◆ What the exercise asks: Print all of the entries below word for word, but leave the pictures out.

◆ Input:

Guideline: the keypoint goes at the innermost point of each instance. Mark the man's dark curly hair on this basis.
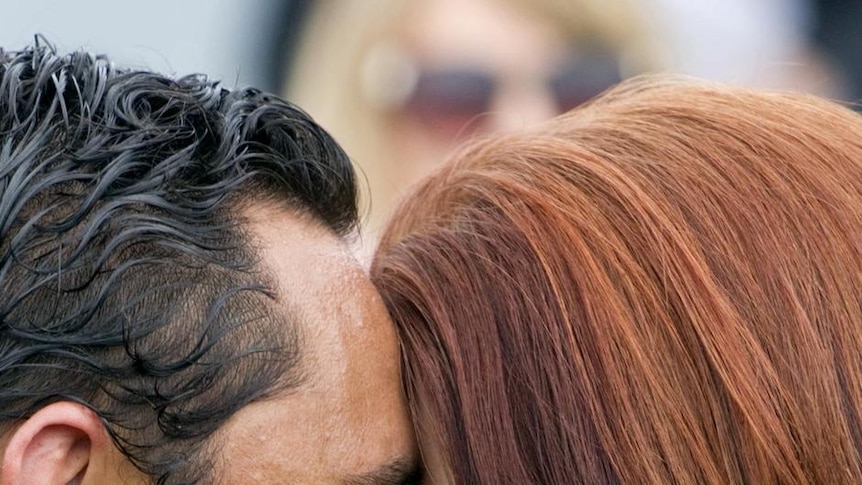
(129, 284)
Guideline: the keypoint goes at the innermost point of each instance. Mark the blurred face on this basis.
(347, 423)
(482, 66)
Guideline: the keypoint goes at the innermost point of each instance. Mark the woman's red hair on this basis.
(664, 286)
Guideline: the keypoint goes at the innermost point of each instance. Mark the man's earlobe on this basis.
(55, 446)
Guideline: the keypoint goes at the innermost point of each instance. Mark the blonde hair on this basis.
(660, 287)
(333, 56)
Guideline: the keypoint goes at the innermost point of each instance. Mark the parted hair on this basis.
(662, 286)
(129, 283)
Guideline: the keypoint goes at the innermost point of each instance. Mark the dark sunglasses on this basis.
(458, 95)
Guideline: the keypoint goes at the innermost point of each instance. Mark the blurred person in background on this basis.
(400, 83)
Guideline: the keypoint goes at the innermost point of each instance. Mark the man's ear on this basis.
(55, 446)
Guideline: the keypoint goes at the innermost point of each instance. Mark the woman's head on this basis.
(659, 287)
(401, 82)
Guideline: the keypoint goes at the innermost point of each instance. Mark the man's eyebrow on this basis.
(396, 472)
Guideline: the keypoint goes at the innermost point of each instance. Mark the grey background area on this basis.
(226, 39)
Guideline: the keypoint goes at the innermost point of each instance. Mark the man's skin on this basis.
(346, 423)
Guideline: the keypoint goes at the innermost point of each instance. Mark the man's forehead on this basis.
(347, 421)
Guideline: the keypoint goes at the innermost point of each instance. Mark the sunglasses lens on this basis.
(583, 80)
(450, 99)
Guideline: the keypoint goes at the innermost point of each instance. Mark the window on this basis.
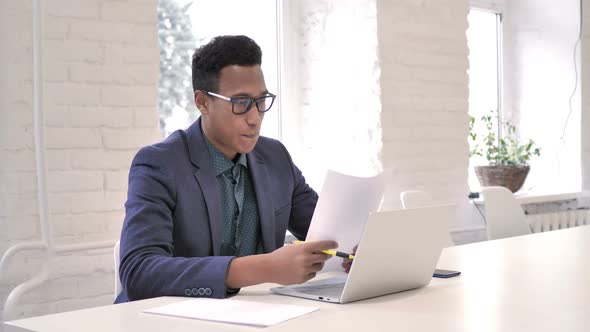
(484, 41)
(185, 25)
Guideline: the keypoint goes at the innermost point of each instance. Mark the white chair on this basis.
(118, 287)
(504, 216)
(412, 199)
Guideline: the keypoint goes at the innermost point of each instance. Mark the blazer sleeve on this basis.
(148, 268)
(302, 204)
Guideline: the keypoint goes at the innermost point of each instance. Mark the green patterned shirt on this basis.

◆ The result:
Guideline: the keypoint goes at the innermost point of each instance. Mark the man's dark curly hair on this basis.
(129, 284)
Guideline: the keypoint goes at the innermost point of each instance. Mark the blurred face on this basis.
(347, 423)
(482, 66)
Guideline: the keypoint goes at the innermost point of each instance. Mark the woman's red hair on this basis.
(664, 286)
Guideline: the keypoint goes at the innermost point of each instance. Mark the man's earlobe on this basis.
(55, 446)
Guideline: the keypoint goes at the innermost point of each instance. Mark the blonde hair on this basis.
(660, 287)
(333, 56)
Guideline: the keypoint goes at the innermost point of each instance. Mark the parted hair on this basis.
(662, 286)
(129, 283)
Guideline: the keypoint goes at the innermost point of each instance. Mark the dark sunglasses on this basis.
(458, 95)
Guideline: the keypoint goes at the innermost point of each instance. Mark the blurred person in background on this basis.
(400, 83)
Guideline: the keypoint goes at the innermost point of each instance. Mark the man's ear on this basis.
(55, 446)
Guideline: the keypoint goes at the innermost point of each instance. Mark the woman's head on this basis.
(659, 287)
(401, 82)
Guideline: the keypoint goes at the innermost point of each instance. Mark the man's eyebrow on this basis.
(396, 472)
Guideline: the keypoint goes at the innermost point of each instance. Mark the grey background area on this basis.
(226, 39)
Guideline: the keypoint goes at the innermost point of each instance. Mark the man's skin on this basis.
(346, 423)
Guideline: the keypoint goes at the innermost point of each instance. Mark the man's forehead on this basis.
(347, 421)
Guideline: the keypoint goes at the innermost point of each instance. Mark the sunglasses lens on this basis.
(583, 80)
(450, 99)
Guideline: the keypoint goes at the innermost point of each instance. Mark the window on this basis.
(484, 41)
(185, 25)
Guideline: the keypoint goes at the innermost point of each instance. Mark the white chair on this basis.
(118, 287)
(504, 216)
(412, 199)
Guideline: the keypoint goes at the innermost point of each instance. Mark the blazer sleeve on this basis.
(148, 268)
(302, 204)
Guideline: the keypoint goes at the innermost point of each instance. Mark the green patterned shirt on this basis.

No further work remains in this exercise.